* **GIVEN PROBLEM**:
Word for word, restate every line of the listing that follows.

Items from a data source:

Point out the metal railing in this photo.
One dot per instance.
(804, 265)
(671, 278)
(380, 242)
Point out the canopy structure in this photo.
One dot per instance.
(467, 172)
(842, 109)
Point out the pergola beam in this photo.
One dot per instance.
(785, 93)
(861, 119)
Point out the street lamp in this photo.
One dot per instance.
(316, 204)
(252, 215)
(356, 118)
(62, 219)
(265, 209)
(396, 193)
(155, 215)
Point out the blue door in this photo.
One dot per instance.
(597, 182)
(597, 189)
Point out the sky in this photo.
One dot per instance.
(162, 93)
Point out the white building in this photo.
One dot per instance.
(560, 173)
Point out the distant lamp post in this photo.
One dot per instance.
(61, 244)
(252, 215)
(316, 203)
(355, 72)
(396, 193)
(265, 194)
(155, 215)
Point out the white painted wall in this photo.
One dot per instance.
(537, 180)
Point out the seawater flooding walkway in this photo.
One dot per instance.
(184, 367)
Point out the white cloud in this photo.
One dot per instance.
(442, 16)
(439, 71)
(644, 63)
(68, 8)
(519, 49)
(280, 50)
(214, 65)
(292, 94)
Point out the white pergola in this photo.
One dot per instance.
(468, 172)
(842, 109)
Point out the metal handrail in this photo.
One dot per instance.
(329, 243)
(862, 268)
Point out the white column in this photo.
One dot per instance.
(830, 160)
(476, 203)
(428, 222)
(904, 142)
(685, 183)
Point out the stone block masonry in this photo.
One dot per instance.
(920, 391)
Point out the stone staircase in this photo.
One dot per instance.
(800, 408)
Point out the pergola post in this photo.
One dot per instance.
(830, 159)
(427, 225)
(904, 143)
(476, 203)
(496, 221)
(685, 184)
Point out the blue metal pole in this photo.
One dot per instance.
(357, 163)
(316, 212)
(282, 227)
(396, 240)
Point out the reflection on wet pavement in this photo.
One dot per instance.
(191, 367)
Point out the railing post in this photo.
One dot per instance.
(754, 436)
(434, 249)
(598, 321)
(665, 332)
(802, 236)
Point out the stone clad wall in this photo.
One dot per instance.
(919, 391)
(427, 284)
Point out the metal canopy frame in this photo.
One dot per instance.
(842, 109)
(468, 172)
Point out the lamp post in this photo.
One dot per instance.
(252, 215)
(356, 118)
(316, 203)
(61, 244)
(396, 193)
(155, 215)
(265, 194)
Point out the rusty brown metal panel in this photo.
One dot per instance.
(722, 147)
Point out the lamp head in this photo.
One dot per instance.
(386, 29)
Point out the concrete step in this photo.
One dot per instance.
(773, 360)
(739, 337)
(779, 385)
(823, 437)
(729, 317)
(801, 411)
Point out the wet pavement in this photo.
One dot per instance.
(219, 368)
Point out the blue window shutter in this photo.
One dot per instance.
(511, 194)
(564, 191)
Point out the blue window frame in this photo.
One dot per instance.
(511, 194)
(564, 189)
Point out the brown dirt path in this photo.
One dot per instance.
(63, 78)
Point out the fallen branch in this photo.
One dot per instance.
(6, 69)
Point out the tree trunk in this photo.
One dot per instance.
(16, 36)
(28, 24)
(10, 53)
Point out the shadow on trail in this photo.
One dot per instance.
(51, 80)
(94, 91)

* **THE ANSWER**:
Point out the metal railing in this photo.
One dot per instance.
(804, 265)
(671, 278)
(380, 242)
Point out the canopy structure in this photo.
One dot per instance.
(467, 172)
(842, 109)
Point out the pergola beam in this photo.
One dot per instance.
(785, 93)
(861, 119)
Point out the street lamp in this photo.
One dot per instance.
(316, 204)
(252, 215)
(356, 118)
(62, 219)
(265, 209)
(396, 193)
(155, 215)
Point out the blue door in this photo.
One dot per instance.
(597, 182)
(597, 189)
Point out the sky in this photo.
One dot per instance.
(162, 93)
Point out the white building in this photo.
One dot per instance.
(560, 173)
Point out the distant lamp post in this photo.
One dot per instance.
(61, 244)
(252, 215)
(316, 203)
(355, 72)
(396, 193)
(265, 194)
(155, 215)
Point out the white painted wall in this photo.
One dot per instance.
(537, 180)
Point out the seawater flooding walkway in this photo.
One dot per instance.
(184, 367)
Point out the white cloud in this photo.
One dot per instance.
(442, 16)
(439, 71)
(644, 63)
(68, 8)
(519, 49)
(280, 50)
(214, 65)
(292, 94)
Point out the white pergola in this photo.
One dot per instance.
(468, 172)
(842, 109)
Point out the metal handrail in this photo.
One dot per instance.
(329, 243)
(862, 268)
Point out the white column in this photo.
One dot per instance.
(830, 160)
(476, 203)
(428, 222)
(904, 142)
(685, 183)
Point out the stone block masonry in this photo.
One dot per instance.
(920, 391)
Point out the stone staircase in this photo.
One dot per instance.
(800, 408)
Point out the pergola post in this photo.
One dot per instance.
(830, 159)
(427, 225)
(904, 143)
(476, 203)
(496, 221)
(685, 184)
Point out the blue metal pole in this photo.
One dot per instance.
(357, 163)
(316, 212)
(282, 227)
(396, 240)
Point out the reflection on wet pavement in this photo.
One dot per instance.
(191, 367)
Point out the railing post in this photo.
One dot per instance.
(754, 436)
(434, 249)
(598, 321)
(665, 332)
(802, 236)
Point out the stone clad wall in this photo.
One dot per instance.
(919, 391)
(427, 284)
Point out the metal canopy frame in this photo.
One dot per instance.
(842, 109)
(468, 172)
Point out the lamp post in this photo.
One dot per instance.
(252, 215)
(356, 118)
(316, 203)
(61, 244)
(396, 193)
(155, 215)
(265, 194)
Point out the rusty brown metal panel in this photo.
One dot per instance.
(722, 147)
Point out the lamp head in this photo.
One dot per instance.
(386, 29)
Point out the concrete step in this photo.
One dot per instance.
(773, 360)
(739, 337)
(779, 385)
(823, 437)
(729, 317)
(801, 411)
Point out the wet pavement in this photo.
One dot per instance.
(219, 368)
Point out the blue window shutter in this photo.
One dot per instance.
(511, 194)
(564, 191)
Point out the blue window frame in this photo.
One dot per instance.
(511, 194)
(564, 189)
Point out the brown dirt path in this photo.
One dot per instance.
(63, 78)
Point out the fallen branch in this photo.
One dot per instance.
(6, 69)
Point out the tree trunk in this photo.
One dot per instance.
(16, 36)
(28, 24)
(10, 53)
Point out the shadow on trail in this photo.
One dot per instance.
(51, 80)
(94, 91)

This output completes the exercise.